Continue the forum thread below about choosing a compression sack size for a sleeping bag, picking up after its last line.

▶ [Selected extract]:
———

View Full Version : Compression Sack Size

08-24-2007, 20:49
What is a good size compression sack for a sleeping bag ?


08-24-2007, 20:52
What model do you have? Temp rating?

08-24-2007, 20:52
Which sleeping bag? Your question is not specific enough. I like Granite Gear sil nylon compression sacks for sleeping bags, but the size depends on yout bag.

08-24-2007, 20:59
I am looking at getting a Western Mountaineering Ultralight Super 20 degree down bag.

What compression bag size would that be ?

Thanks ...

Jack Tarlin
08-24-2007, 21:10
The problem is that compression sack sizes aren't all uniform, i.e. a "small" one from Granite Gear might be different than a small one from Outdoor Research or somewhere else. So this is what I'd do:

1. Go to an Outfitter that sells both compression sacks and the bag you're
2. Talk to a sales associate, tell them what you're looking for.

———

▶ [Dataset records]:
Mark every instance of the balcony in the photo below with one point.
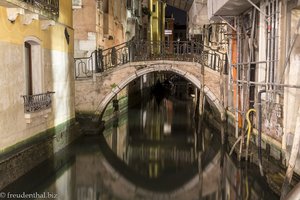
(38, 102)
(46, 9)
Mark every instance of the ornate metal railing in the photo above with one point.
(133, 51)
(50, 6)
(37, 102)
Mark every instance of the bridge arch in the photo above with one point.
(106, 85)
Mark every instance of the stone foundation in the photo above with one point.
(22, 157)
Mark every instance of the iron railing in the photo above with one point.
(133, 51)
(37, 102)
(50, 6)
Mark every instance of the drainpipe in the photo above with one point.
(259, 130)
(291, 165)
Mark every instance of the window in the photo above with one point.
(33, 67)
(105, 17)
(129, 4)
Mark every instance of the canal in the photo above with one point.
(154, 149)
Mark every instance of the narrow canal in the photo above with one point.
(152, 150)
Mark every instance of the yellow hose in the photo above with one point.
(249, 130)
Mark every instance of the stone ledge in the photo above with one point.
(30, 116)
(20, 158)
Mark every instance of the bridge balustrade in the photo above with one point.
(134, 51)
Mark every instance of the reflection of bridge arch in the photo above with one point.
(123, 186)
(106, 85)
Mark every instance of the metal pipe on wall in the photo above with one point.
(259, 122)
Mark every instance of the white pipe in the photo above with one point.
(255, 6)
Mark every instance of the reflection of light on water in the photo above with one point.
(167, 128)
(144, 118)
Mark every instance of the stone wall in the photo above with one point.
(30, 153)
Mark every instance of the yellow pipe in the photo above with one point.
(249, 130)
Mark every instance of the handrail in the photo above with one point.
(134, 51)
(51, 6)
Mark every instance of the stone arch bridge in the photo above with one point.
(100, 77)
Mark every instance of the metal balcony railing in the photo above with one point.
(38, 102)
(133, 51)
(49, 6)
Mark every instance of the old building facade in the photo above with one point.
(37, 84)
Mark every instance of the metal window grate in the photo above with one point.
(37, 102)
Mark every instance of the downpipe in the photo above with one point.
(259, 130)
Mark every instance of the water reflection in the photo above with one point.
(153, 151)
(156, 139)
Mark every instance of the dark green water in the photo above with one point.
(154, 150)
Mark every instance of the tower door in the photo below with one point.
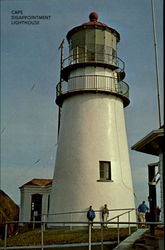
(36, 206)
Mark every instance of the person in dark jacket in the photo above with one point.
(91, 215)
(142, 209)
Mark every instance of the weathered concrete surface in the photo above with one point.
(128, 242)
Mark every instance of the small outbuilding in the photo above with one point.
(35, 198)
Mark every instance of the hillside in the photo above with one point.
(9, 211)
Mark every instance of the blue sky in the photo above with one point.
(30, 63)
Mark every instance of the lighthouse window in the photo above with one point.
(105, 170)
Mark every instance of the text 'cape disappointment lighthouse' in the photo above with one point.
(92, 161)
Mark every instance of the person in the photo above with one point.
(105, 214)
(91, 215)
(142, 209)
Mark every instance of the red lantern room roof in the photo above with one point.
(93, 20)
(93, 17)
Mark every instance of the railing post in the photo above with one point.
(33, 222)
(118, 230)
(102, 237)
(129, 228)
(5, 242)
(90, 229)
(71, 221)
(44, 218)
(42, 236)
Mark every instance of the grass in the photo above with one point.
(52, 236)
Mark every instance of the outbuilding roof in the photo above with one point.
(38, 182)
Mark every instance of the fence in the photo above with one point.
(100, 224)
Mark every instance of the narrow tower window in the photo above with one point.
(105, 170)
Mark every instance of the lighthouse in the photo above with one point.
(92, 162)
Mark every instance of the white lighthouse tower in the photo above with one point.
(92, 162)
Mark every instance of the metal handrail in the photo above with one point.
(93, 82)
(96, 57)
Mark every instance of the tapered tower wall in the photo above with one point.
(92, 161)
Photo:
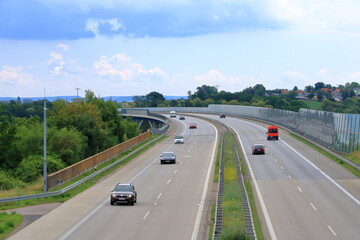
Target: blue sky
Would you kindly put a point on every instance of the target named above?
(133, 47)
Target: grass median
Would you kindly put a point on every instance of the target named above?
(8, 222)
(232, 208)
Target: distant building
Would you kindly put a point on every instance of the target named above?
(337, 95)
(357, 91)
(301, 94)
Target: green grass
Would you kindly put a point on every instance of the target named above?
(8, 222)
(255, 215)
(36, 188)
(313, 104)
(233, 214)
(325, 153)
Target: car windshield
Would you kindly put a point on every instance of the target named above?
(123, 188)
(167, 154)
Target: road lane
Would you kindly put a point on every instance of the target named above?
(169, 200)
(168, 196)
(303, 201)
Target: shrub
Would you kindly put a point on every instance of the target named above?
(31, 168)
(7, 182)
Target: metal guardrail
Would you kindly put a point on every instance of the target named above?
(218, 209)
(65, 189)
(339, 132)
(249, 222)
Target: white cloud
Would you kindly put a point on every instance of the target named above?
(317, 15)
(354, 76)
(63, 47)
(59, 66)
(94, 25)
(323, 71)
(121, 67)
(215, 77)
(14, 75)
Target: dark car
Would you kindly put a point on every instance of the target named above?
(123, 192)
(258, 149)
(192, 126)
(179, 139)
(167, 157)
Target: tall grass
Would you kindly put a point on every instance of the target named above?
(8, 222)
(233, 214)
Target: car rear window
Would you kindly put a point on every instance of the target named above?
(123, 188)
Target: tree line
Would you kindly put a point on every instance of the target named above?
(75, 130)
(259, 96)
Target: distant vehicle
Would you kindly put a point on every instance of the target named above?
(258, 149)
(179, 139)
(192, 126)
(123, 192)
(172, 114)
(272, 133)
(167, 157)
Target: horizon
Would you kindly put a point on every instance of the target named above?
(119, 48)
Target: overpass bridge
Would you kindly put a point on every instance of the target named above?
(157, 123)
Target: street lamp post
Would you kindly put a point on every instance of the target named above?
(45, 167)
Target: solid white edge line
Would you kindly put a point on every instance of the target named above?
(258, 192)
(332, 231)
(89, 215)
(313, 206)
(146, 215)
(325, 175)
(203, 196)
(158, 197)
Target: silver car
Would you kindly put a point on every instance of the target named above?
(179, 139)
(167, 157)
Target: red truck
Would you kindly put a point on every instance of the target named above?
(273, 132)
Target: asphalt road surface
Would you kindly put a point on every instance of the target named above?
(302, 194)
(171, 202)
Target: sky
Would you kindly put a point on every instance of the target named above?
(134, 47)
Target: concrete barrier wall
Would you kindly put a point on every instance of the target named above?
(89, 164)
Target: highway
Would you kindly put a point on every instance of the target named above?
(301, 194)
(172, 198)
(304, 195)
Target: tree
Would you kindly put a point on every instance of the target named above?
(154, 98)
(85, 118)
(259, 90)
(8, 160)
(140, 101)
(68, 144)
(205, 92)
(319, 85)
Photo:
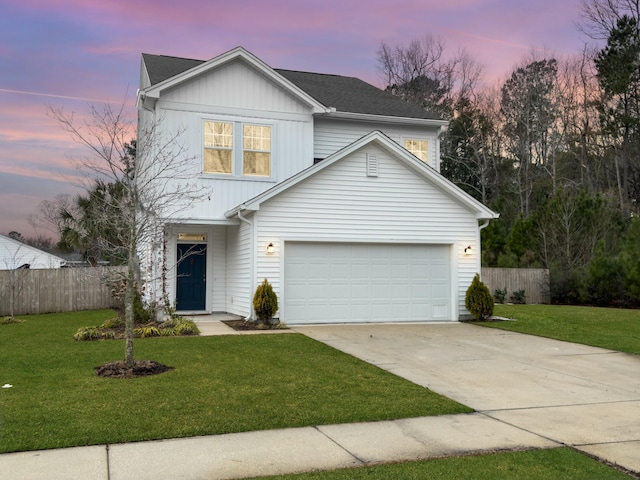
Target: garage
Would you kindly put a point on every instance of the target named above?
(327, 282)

———

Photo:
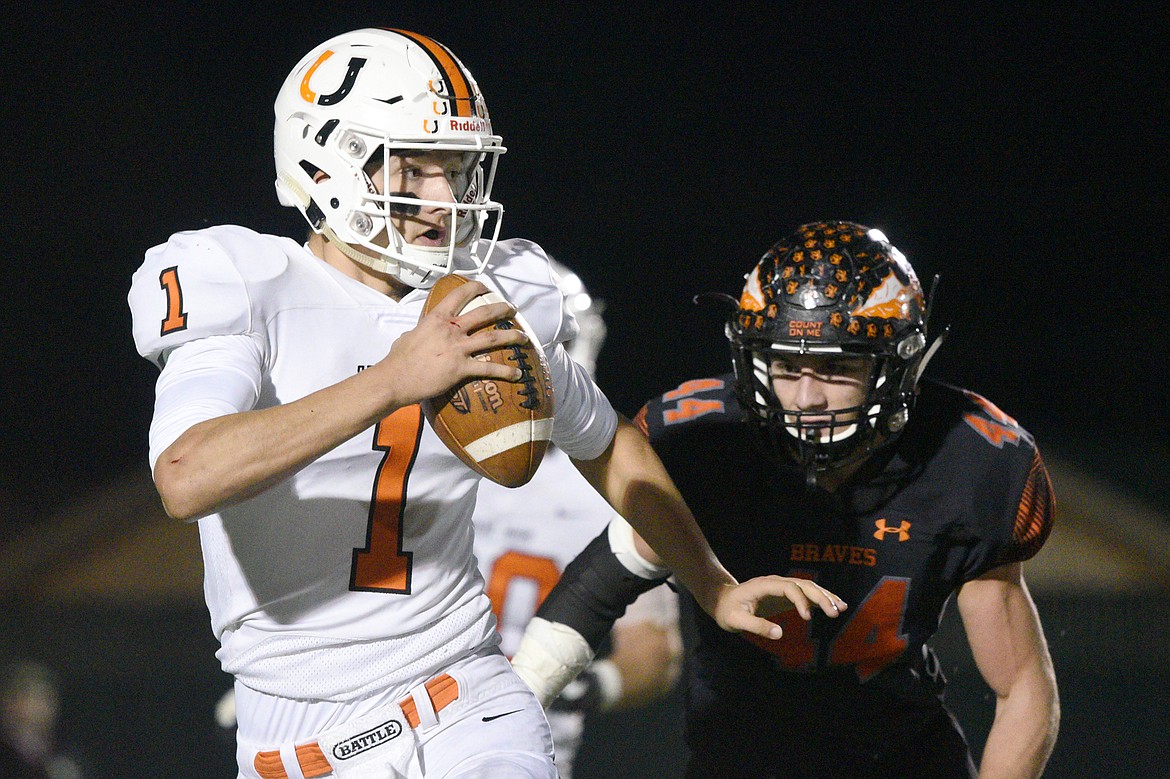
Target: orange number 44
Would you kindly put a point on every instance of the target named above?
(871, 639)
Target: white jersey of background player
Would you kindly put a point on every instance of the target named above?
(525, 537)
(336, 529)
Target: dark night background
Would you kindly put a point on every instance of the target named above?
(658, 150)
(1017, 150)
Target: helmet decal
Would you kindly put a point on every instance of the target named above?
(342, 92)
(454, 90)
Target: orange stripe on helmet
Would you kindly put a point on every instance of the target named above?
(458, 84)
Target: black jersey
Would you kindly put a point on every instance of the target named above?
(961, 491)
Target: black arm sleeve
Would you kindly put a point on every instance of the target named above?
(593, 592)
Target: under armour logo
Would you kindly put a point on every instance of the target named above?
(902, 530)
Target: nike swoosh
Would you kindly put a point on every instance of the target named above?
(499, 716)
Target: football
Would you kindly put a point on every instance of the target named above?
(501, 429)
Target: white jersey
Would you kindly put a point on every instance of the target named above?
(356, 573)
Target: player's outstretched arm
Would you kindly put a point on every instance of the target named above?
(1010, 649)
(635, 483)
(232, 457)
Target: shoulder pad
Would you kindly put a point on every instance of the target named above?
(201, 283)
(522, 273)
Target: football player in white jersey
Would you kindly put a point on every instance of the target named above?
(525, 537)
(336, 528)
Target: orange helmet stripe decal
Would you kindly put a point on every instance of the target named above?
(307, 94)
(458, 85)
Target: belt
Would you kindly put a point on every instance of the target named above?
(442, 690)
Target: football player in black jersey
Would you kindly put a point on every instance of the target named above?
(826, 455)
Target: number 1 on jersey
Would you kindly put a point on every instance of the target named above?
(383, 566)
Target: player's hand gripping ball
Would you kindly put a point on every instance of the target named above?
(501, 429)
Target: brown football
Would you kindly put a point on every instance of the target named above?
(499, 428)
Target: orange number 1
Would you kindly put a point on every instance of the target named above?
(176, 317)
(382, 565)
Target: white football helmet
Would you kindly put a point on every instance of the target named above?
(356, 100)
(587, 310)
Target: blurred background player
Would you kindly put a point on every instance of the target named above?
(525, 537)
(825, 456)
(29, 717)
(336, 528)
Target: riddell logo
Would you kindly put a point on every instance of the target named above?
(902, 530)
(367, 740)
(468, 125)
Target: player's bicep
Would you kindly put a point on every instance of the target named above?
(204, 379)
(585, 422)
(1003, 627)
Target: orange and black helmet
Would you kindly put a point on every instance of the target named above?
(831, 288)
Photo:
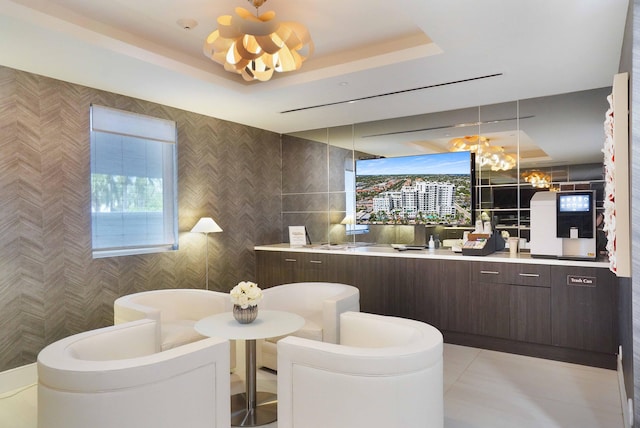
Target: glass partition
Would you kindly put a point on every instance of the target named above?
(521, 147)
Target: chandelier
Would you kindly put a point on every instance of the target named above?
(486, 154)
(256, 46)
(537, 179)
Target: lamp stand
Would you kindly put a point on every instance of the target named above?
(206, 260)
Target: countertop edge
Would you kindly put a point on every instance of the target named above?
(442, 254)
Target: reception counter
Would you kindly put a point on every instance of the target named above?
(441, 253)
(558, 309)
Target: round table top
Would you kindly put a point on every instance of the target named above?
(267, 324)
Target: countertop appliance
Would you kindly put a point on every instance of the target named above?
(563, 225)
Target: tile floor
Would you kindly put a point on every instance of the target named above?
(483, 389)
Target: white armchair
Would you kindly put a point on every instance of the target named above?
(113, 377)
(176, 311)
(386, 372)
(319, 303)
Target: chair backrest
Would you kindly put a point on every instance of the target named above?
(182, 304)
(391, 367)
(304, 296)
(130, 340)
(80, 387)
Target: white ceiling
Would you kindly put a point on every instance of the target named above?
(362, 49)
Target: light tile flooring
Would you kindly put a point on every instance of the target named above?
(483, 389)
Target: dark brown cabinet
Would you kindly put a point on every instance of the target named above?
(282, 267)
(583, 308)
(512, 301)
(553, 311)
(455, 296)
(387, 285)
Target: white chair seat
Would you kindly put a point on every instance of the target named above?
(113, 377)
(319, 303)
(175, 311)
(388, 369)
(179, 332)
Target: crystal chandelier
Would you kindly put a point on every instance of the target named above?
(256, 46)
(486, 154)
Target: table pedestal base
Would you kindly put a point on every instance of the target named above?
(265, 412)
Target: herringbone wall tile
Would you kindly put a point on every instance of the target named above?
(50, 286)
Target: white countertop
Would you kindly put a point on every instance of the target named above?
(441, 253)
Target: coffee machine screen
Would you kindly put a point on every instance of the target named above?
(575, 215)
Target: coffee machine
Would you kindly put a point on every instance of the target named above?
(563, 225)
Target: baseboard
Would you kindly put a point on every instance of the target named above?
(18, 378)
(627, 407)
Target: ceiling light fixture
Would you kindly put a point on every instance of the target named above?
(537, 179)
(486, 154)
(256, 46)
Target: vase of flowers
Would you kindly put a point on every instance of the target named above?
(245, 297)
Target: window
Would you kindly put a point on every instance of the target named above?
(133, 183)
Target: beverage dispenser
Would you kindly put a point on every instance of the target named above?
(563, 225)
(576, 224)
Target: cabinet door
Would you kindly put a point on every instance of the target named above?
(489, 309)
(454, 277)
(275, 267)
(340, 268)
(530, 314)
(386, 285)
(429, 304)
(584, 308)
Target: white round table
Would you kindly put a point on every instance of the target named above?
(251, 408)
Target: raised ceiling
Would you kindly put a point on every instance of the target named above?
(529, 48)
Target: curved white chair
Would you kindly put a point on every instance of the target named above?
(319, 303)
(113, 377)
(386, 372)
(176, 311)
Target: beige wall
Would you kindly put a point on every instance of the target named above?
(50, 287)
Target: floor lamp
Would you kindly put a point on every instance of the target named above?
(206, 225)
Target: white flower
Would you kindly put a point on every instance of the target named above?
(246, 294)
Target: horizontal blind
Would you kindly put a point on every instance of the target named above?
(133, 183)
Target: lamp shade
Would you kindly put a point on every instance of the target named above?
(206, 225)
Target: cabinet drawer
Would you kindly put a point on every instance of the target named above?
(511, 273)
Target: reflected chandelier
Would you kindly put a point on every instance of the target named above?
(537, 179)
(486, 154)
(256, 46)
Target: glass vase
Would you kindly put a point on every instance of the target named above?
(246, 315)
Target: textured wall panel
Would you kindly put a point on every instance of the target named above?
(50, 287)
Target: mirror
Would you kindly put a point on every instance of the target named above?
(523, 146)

———

▶ [Response to this exercise]:
3. They'll almost certainly let you try stuffing the bag in several different
sacks; in a few minutes you'll find one that fits well, i.e. one in which
the sleeping bag fits snugly without your having to give yourself an
embolism trying to cram it in there.
4. Whether or not you're buying the bag there or not, as a courtesy, you
might want to consider buying the sack from the store even if you're
probably gonna get the bag elsewhere, like On-Line.

08-24-2007, 23:08
that bag will squish down very small no compressing needed. put in the bottom of the pack, and shove things on top of it ( my method) Just use a regular sack. compression sacks are heavier, I only use one on my winter bag since its big. Other method: put s bag into a dry bag- sit on it - seal top.

08-25-2007, 05:40
If you don't care about having a waterproof stuff sack and can sew, it's very easy to convert your sleeping bagstuff sack into a compression sack. Any backpackping store that sells climbing gear will have the stuff you need (webbing and the plastic buckles)

Personally I use a waterproof stuff sack. I put all of my clothes and sleeping bag in it. I get extreme piece of mind knowing that if I'm out in the rain all day, I will have dry cloths and a dry bag. The additional weight is very much worth it for me. It also allows me to not carry a pack cover, which I find completely useless when I'm in the rain all day.

08-25-2007, 08:25
You're actually better off using a regular stuffsack than a compression sack.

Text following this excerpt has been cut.